Format the material below as a JSON list of strings with one string per line. Omit blank lines and leave out the pictures.

Extracted data entries
__________________________________________________

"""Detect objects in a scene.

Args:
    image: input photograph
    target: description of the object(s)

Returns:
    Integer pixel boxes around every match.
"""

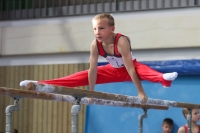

__________________________________________________

§ **Solution for this problem**
[
  "\"\"\"Detect objects in a scene.",
  "Args:",
  "    image: input photograph",
  "    target: description of the object(s)",
  "Returns:",
  "    Integer pixel boxes around every match.",
  "\"\"\""
]